[Exercise passage]
Robert W. Morton, Sara Y. Oikawa, Stuart M. Phillips, Michaela C. Devries, and Cameron J. Mitchell


Self–myofascial release (SMR) is a common exercise and therapeutic modality shown to induce acute improvements in joint range of motion (ROM) and recovery; however, no long-term studies have been conducted. Static stretching (SS) is the most common method used to increase joint ROM and decrease muscle stiffness. It was hypothesized that SMR paired with SS (SMR+SS) compared with SS alone over a 4-wk intervention would yield greater improvement in knee-extension ROM and hamstring stiffness.


19 men (22 ± 3 y) with bilateral reduced hamstring ROM had each of their legs randomly assigned to either an SMR+SS or an SS-only group. The intervention consisted of 4 repetitions of SS each for 45 s or the identical amount of SS preceded by 4 repetitions of SMR each for 60 s and was performed on the respective leg twice daily for 4 wk. Passive ROM, hamstring stiffness, rate of torque development (RTD), and maximum voluntary contraction (MVC) were assessed pre- and postintervention.

[Requirement 1]
According to the passage on self-myofascial release, how long was each repetition of static stretching held?
[Requirement 2]
Extend the passage on self-myofascial release, beginning after its final sentence.
The records that follow have no connection to the passage on self-myofascial release.

[Data extracts]
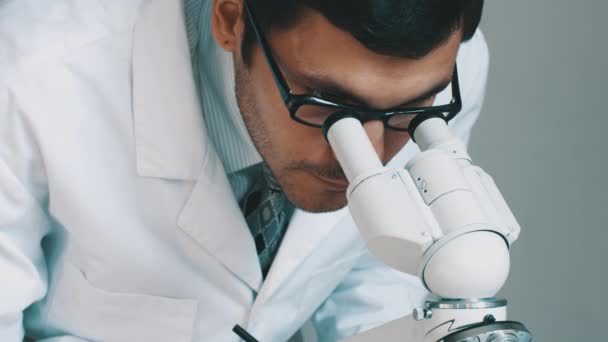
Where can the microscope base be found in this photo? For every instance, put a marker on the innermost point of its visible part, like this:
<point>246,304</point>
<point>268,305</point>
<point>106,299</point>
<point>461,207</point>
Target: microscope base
<point>479,320</point>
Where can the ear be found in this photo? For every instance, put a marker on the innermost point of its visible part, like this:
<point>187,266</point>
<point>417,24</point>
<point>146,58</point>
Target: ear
<point>227,23</point>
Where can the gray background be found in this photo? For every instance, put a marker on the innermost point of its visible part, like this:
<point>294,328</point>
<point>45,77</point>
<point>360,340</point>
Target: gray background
<point>541,136</point>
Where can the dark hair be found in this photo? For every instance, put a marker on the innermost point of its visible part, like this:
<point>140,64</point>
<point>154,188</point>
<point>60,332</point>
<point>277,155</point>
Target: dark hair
<point>404,28</point>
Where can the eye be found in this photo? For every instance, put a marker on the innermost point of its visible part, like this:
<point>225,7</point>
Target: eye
<point>328,96</point>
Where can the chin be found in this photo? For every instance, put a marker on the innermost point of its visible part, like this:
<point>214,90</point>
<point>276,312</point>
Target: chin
<point>322,202</point>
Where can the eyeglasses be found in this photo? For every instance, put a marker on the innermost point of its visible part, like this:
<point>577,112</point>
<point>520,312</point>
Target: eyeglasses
<point>313,110</point>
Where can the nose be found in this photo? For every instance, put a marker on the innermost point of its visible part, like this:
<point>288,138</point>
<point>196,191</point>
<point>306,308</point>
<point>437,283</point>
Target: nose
<point>375,131</point>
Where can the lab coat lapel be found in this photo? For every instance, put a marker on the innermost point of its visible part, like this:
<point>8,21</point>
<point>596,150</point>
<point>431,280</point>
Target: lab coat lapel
<point>213,218</point>
<point>171,141</point>
<point>305,232</point>
<point>167,118</point>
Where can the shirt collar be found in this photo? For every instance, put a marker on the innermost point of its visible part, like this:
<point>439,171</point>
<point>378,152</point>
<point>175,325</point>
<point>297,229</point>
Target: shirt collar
<point>214,74</point>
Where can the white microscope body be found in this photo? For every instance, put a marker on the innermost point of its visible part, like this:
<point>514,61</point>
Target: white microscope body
<point>442,219</point>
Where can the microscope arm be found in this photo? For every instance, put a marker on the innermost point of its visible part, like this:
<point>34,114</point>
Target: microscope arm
<point>440,218</point>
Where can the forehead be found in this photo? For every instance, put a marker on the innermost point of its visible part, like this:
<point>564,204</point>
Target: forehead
<point>314,47</point>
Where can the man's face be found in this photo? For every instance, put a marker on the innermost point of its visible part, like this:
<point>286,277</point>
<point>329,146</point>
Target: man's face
<point>317,57</point>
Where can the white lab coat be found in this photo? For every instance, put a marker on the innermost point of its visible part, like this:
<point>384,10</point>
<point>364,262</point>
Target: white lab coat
<point>117,222</point>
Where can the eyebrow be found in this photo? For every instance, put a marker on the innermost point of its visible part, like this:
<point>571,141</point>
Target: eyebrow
<point>335,89</point>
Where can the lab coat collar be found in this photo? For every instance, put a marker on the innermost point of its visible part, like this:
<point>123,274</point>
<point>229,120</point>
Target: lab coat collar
<point>170,139</point>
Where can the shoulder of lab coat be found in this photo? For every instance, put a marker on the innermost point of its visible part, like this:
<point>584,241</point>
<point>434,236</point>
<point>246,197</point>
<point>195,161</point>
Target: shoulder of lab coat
<point>33,33</point>
<point>373,294</point>
<point>23,220</point>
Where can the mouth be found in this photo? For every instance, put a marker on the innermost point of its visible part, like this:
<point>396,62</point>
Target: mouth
<point>338,185</point>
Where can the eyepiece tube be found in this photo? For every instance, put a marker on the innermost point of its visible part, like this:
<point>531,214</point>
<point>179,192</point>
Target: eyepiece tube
<point>429,130</point>
<point>351,145</point>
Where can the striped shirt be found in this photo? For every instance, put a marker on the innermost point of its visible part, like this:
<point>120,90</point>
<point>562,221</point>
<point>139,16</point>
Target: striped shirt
<point>214,76</point>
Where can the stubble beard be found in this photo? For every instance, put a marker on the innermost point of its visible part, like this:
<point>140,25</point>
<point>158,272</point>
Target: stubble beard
<point>280,169</point>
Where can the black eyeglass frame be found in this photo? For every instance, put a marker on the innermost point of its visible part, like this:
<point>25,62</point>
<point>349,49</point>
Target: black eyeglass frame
<point>294,101</point>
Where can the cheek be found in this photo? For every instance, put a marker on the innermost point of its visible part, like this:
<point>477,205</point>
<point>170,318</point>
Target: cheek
<point>287,140</point>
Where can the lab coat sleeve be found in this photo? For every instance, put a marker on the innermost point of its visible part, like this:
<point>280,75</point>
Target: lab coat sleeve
<point>23,219</point>
<point>372,294</point>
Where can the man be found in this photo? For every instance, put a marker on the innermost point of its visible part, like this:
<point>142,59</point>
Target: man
<point>158,184</point>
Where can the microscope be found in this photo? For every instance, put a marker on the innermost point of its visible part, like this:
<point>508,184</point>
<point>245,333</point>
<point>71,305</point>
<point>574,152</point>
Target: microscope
<point>440,218</point>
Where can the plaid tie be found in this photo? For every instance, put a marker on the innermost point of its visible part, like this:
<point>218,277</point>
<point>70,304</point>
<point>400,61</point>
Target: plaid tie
<point>267,212</point>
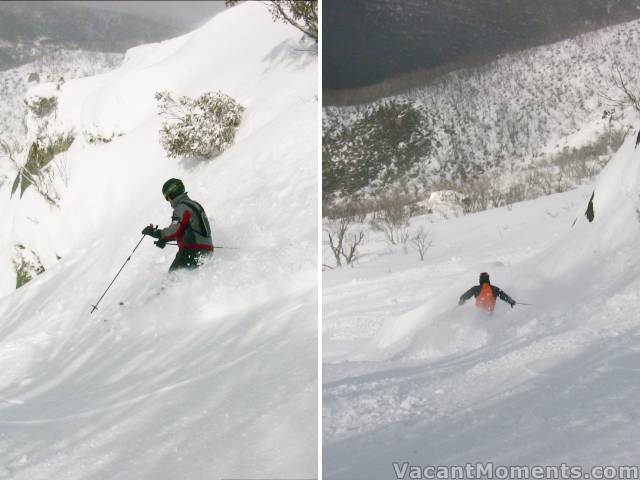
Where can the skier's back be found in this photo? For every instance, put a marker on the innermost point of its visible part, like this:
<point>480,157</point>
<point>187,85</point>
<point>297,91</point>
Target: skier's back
<point>486,295</point>
<point>189,227</point>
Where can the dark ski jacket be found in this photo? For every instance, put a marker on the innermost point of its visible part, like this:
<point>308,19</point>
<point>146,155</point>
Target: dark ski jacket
<point>497,292</point>
<point>189,225</point>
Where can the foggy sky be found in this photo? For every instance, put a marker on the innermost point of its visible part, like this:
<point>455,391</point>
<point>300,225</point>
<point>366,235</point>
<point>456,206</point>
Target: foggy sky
<point>182,14</point>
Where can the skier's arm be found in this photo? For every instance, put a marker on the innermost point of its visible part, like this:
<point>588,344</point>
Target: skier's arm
<point>179,221</point>
<point>504,297</point>
<point>468,294</point>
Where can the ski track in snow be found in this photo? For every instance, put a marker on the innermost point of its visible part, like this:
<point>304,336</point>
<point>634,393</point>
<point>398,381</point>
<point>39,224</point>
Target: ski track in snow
<point>409,378</point>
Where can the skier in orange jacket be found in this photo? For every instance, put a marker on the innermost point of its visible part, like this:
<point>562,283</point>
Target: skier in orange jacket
<point>486,295</point>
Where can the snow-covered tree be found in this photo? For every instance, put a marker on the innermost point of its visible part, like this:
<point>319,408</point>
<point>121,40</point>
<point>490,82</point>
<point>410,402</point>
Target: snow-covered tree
<point>302,14</point>
<point>200,127</point>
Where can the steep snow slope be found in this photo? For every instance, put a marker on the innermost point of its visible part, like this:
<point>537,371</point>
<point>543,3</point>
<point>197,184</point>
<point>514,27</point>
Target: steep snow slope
<point>411,378</point>
<point>209,374</point>
<point>505,117</point>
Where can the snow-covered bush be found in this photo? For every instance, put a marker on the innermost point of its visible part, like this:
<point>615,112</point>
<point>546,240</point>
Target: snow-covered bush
<point>37,170</point>
<point>41,106</point>
<point>392,218</point>
<point>200,127</point>
<point>27,265</point>
<point>343,238</point>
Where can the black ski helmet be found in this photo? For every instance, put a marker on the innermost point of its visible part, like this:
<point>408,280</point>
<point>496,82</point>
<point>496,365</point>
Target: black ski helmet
<point>172,188</point>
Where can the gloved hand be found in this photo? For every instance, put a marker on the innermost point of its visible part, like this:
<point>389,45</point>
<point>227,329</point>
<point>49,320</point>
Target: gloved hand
<point>151,231</point>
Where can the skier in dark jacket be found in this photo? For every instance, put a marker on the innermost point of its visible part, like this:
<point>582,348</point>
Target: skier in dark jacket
<point>486,295</point>
<point>189,227</point>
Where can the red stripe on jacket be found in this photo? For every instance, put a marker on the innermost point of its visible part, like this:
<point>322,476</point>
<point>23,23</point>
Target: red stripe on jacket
<point>184,223</point>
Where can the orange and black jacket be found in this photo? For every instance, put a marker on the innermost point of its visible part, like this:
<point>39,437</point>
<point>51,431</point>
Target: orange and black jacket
<point>475,291</point>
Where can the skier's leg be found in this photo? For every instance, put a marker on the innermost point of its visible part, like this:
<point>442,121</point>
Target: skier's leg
<point>181,260</point>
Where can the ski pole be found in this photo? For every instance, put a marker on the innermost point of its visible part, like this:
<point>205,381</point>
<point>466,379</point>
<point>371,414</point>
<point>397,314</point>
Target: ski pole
<point>214,246</point>
<point>95,307</point>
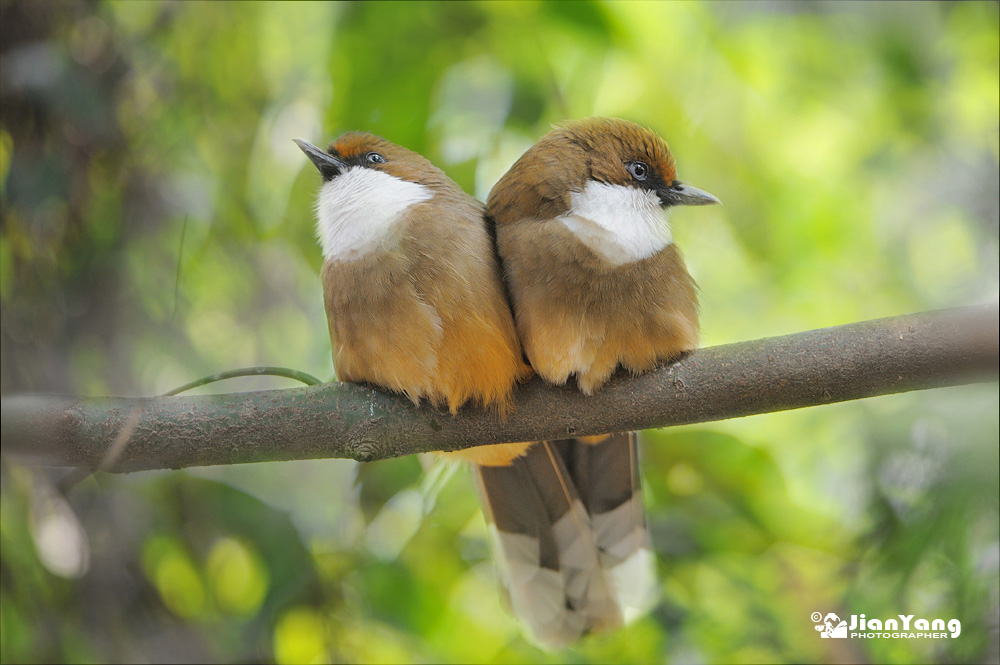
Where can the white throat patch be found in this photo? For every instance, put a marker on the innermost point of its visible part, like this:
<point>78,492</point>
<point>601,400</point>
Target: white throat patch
<point>359,209</point>
<point>622,224</point>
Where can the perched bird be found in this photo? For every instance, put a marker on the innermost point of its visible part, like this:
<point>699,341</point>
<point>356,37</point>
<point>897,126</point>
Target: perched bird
<point>595,282</point>
<point>414,298</point>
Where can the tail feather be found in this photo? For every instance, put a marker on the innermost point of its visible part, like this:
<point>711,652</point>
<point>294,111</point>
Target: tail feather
<point>571,543</point>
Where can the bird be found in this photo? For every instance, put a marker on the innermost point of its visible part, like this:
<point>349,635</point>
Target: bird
<point>412,289</point>
<point>596,283</point>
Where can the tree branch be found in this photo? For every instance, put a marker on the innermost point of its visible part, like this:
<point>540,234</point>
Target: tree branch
<point>912,352</point>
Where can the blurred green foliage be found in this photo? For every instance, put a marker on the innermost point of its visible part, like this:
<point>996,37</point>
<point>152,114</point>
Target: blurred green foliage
<point>157,228</point>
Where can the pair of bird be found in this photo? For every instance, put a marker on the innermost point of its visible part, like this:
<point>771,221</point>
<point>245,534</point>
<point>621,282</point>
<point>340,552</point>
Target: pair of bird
<point>417,303</point>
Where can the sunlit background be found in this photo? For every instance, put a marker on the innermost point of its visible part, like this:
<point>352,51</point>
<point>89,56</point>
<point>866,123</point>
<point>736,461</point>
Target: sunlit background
<point>157,227</point>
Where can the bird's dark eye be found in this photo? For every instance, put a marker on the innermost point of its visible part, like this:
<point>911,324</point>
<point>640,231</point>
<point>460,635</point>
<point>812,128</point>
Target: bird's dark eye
<point>638,170</point>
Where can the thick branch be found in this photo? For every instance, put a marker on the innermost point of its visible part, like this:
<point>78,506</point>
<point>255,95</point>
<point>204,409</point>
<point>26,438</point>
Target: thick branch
<point>912,352</point>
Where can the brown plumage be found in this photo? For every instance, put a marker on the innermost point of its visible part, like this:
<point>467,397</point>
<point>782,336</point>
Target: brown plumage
<point>424,313</point>
<point>595,282</point>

[Response area 1]
Each repetition of static stretching was held for 45 s.

[Response area 2]
Passive ROM (P < .001), RTD, and MVC (P < .05) all increased after the intervention. Hamstring stiffness toward end-ROM was reduced postintervention (P = .02). There were no differences between the intervention groups for any variable.


The addition of SMR to SS did not enhance the efficacy of SS alone. SS increases joint ROM through a combination of decreased muscle stiffness and increased stretch tolerance.